### [Problem requirements]
The full listing is to be written out again, unchanged.

### [Listed records]
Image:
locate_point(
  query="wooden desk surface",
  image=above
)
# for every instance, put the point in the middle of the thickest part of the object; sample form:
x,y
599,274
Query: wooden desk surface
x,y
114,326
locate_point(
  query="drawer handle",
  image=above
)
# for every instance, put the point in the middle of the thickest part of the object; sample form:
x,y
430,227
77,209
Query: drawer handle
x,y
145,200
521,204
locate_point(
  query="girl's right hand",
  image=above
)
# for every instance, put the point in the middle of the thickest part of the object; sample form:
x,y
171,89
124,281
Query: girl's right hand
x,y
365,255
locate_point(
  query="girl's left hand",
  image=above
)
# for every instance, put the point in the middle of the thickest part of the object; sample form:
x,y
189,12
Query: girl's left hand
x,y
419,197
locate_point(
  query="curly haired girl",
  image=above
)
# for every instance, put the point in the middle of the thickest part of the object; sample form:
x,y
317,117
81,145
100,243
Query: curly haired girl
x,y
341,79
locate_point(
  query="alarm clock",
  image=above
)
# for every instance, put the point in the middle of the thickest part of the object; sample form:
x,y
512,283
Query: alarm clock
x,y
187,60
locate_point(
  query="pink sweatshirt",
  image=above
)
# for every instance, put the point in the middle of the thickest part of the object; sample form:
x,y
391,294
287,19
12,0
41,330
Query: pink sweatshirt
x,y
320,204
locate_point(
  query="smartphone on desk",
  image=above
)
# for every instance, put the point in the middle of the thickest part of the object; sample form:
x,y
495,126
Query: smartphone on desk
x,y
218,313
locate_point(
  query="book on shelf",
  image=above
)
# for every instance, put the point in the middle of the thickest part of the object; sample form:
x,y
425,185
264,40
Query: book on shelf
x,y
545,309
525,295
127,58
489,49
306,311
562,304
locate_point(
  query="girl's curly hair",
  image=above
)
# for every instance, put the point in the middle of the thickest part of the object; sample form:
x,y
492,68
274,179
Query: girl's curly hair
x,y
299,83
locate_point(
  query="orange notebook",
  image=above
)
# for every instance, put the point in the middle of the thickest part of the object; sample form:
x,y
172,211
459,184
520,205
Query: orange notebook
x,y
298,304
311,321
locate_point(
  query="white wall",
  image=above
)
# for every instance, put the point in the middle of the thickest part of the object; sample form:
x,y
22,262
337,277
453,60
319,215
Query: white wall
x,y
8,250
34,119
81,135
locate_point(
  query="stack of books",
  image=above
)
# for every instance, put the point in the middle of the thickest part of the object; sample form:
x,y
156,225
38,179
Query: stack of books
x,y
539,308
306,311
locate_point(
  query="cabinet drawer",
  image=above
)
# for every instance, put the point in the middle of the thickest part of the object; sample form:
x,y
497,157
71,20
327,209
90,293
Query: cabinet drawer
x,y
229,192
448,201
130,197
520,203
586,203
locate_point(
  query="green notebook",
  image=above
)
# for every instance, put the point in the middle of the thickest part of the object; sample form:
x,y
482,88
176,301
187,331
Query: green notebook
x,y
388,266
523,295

### [Exercise answer]
Image:
locate_point(
  query="wooden desk surface",
  image=above
)
# for every instance, put the point in the middle of the thickest part of the object; sample form:
x,y
599,274
Query: wooden desk surface
x,y
114,326
locate_point(
  query="drawer handle",
  image=above
)
# for every instance, put the point in the middle of the thickest part of the object; sample form:
x,y
430,227
77,209
Query: drawer handle
x,y
145,200
521,204
locate_point(
  query="girl's right hand",
  image=above
)
# for every instance, put the point in the middle of the thickest part of the object; sample form:
x,y
171,89
124,281
Query: girl's right hand
x,y
365,255
locate_point(
  query="girl's left hand",
  image=above
)
# for every instance, put the point in the middle of the thickest part of the object; sample form:
x,y
189,12
Query: girl's left hand
x,y
419,197
locate_point(
  query="curly haired girl",
  image=above
)
# for every instance, put the point in the middle of the thickest part of the object; sample form:
x,y
317,117
81,145
100,243
Query: curly haired girl
x,y
341,79
locate_point(
  query="alarm clock",
  image=above
)
# for every instance, put the point in the middle of the thickest part of the object; sample form:
x,y
512,283
Query: alarm clock
x,y
187,60
locate_point(
  query="pink sweatshirt",
  image=above
)
# for every instance, put the point in the middle of the thickest part of the object; sample form:
x,y
391,294
287,19
12,0
41,330
Query: pink sweatshirt
x,y
320,204
locate_point(
  query="smartphone on desk",
  image=above
)
# for every instance, put the point in the middle of the thickest part of the object; sample form:
x,y
495,126
Query: smartphone on desk
x,y
218,313
locate_point(
  query="book on shelf",
  image=above
)
# for every instance, put the point in the middle of the thickest part of the object; sample form:
x,y
425,185
264,40
Query: book on shelf
x,y
545,309
525,295
127,58
489,49
306,311
562,304
locate_point(
  query="girl's curly hair",
  image=above
)
# for every instance, put the point in the middle of the thickest part of the object; sample form:
x,y
492,68
274,179
Query: girl's curly hair
x,y
299,83
locate_point(
  query="orange notebook",
  image=above
)
# for every instance, put the point in the middle of the thickest part of the object; sample form:
x,y
172,211
459,184
520,205
Query: orange notebook
x,y
298,304
311,321
locate_point(
  query="white wall",
  image=above
)
# for every instance, put the point in the middle of the thickest part of the object; sample form:
x,y
22,262
337,277
453,60
319,215
Query: white wall
x,y
8,250
34,119
81,135
locate_point(
  query="stack of books",
  image=above
)
# for every instance, put the point in the middle of the thickest part of the object; sample form:
x,y
156,225
38,179
Query: stack of books
x,y
539,308
306,311
locate_point(
  query="cabinet drawer",
  image=above
)
# for every instance, put the point in the middle of the thickest part of the object; sample form:
x,y
497,157
71,20
327,209
90,293
Query: cabinet drawer
x,y
229,192
448,201
130,197
520,203
586,203
locate_point(
  query="green notebook",
  image=above
)
# for every instance, put the point in the middle of the thickest part of the object; sample form:
x,y
482,88
176,301
187,331
Query: green notebook
x,y
388,266
523,295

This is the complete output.